- **出題 1**
下の記録のうち、文字列「dresser」を含む行をすべて抜き出してください。

══ 文書

金型業界のいまを届けるニュースサイト「金型しんぶんONLINE」

NOVEMBER

20

新聞購読のお申込み

この人に聞く
日本デザインエンジニアリング岩壁 清行社長

 「設計の効率化は業務フロー全体を見直さないと意味がない」。そう話すのは、日本デザインエンジニアリングの岩壁清行社長。同氏は長年自身も金型づくりに携わり、近年ではフィリピンで設計支援を手掛ける。また、20年以上前から、日本金型工業会の東部支部で設計の効率化などを推進するシステム研究会のリーダーを務めている。金型も設計も熟知する同氏に、型設計の効率化を進める上での課題やその手法について聞いた。 

設計効率化は会社改革

 日本デザインエンジニアリング社長、NDE DIGITECH,INC(フィリピン)社長、1958年生まれ、東京都出身。日本金型工業会では、理事、国際委員会 委員、技術委員会委員、金型生産システム研究会 代表幹事を務める。

全体最適を意識すべき

設計の効率化を課題にする金型メーカーは多い。

 確かに、3次元(3D)CAD/CAMの導入が進み、2Dの時代から比べると設計作業自体は便利にはなってきた。しかし、設計だけの改善を考えるから、金型製造全体の効率化にはつながらない。

どういうことか。

 例えば設計データを3D化しても、加工や組み立て現場が2D図面を求めれば図面を起こす作業が増える。外注のための2D作図が発生するし、3D設計データができても自動で部品発注まで行っていないなど、企業や型種によって異なるが、金型加工全体の効率化するには、設計だけでなく、こうした小さな課題の多くの「丘」を乗り越えなければいけない。設計という部分最適でなく、加工プロセス全体を最適化する必要があると思う。高機能なCAD/CAMを入れたら終わりではない。うまく進めている企業も実際には、改善にかなり時間をかけている。

どう進めるべきか。

════
══ データ抜粋

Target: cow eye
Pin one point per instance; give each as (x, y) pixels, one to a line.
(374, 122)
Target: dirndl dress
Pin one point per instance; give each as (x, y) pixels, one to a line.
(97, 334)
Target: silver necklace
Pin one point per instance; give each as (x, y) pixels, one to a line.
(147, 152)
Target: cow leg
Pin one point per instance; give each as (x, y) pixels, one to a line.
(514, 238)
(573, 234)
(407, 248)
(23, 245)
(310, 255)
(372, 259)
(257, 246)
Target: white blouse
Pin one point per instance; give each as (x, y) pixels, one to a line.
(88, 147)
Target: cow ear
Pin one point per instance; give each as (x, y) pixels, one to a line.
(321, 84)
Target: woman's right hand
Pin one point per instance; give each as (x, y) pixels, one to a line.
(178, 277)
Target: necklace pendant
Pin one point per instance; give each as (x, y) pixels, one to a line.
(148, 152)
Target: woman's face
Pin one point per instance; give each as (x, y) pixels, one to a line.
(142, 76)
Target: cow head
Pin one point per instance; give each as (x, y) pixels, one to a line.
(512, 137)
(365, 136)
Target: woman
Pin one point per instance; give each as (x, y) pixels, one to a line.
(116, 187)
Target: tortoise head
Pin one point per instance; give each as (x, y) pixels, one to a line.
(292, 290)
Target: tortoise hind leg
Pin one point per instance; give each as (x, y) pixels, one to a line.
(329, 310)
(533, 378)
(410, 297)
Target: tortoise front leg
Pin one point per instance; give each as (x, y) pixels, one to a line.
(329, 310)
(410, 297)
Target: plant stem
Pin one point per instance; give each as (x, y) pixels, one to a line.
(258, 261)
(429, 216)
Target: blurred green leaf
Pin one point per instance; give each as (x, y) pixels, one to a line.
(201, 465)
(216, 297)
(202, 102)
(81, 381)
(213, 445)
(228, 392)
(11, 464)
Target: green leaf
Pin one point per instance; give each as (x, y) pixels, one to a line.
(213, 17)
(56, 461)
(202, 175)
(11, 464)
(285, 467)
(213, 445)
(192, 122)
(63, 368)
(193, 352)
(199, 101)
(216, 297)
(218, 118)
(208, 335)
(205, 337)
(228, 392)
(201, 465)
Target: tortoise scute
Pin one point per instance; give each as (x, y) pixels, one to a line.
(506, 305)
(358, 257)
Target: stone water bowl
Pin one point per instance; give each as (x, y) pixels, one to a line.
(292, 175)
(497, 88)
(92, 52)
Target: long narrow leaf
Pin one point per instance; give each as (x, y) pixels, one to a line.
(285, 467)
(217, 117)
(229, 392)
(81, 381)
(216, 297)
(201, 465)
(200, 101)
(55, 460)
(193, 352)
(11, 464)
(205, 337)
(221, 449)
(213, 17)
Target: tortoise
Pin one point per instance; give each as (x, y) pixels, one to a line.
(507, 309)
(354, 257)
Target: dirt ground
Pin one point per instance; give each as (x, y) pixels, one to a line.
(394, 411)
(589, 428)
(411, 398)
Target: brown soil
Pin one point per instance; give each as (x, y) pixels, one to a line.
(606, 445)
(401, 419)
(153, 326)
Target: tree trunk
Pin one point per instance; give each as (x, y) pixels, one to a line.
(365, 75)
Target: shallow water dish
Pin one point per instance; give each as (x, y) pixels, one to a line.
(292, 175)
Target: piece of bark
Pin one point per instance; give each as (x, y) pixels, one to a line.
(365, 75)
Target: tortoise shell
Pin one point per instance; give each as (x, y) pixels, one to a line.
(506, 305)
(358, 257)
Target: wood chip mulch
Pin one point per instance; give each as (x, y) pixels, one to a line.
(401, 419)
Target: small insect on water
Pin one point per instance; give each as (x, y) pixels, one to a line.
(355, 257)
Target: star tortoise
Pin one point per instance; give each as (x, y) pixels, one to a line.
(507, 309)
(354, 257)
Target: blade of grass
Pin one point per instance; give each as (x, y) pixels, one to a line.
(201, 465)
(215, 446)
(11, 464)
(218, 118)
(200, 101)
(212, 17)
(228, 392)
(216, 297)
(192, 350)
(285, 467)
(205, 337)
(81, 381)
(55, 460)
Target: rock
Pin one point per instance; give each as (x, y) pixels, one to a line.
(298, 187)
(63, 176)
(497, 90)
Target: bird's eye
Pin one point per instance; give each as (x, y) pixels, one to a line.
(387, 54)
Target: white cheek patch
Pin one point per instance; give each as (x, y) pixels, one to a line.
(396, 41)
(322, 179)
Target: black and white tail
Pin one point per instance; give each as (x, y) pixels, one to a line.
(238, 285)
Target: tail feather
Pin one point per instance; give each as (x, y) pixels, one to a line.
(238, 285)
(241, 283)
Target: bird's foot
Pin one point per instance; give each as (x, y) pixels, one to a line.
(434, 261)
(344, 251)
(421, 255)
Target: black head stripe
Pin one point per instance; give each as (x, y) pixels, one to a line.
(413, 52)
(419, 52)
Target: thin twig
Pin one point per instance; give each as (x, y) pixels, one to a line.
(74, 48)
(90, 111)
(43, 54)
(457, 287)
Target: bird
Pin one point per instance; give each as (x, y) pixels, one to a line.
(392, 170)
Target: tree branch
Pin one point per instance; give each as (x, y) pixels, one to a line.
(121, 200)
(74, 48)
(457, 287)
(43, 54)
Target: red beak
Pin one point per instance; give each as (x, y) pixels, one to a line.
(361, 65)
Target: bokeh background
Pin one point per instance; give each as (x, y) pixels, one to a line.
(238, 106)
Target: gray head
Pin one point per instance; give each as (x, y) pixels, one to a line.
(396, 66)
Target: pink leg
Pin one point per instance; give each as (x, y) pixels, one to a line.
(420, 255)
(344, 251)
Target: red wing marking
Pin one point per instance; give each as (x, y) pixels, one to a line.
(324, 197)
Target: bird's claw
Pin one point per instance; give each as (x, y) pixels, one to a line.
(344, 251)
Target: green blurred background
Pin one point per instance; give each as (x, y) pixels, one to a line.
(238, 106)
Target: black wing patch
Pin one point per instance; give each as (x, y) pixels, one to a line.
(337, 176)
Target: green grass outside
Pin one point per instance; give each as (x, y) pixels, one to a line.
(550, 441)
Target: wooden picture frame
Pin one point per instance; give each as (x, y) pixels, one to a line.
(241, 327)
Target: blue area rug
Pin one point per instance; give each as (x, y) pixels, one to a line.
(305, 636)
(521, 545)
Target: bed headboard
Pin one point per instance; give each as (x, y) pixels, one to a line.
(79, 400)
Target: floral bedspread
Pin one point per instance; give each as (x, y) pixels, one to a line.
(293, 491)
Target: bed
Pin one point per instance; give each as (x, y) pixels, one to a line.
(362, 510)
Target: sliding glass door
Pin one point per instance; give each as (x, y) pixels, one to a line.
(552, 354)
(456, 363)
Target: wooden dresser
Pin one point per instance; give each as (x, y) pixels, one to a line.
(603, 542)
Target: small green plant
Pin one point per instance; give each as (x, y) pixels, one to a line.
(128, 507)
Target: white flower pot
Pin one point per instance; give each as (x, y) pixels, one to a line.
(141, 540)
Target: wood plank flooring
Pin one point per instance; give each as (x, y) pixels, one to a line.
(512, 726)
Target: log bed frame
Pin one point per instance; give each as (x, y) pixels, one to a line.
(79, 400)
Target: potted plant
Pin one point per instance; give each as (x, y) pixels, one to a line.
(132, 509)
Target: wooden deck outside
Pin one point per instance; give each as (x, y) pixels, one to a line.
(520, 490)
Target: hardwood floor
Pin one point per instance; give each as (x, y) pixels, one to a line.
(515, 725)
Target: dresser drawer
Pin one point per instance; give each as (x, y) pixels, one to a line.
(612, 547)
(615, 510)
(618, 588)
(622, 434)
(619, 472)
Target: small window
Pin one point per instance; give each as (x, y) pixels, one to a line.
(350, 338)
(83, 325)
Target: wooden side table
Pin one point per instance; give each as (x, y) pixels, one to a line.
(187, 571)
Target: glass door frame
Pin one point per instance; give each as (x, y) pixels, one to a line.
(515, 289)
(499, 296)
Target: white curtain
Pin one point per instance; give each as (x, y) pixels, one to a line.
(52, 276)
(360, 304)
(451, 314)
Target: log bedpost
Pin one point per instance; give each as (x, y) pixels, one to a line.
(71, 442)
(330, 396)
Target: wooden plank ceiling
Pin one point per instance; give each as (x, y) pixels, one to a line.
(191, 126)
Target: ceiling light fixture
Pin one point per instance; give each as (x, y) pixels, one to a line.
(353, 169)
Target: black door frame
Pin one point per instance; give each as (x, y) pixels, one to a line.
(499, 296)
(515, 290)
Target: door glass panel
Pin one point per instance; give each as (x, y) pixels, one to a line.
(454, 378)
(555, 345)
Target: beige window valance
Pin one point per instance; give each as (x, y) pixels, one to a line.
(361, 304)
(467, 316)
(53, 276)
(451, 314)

════

- **出題 2**
文書によると、岩壁清行社長は何年生まれですか。

- **結果 1**
Target: wooden dresser
Target: dresser drawer

- **結果 2**
1958年生まれです。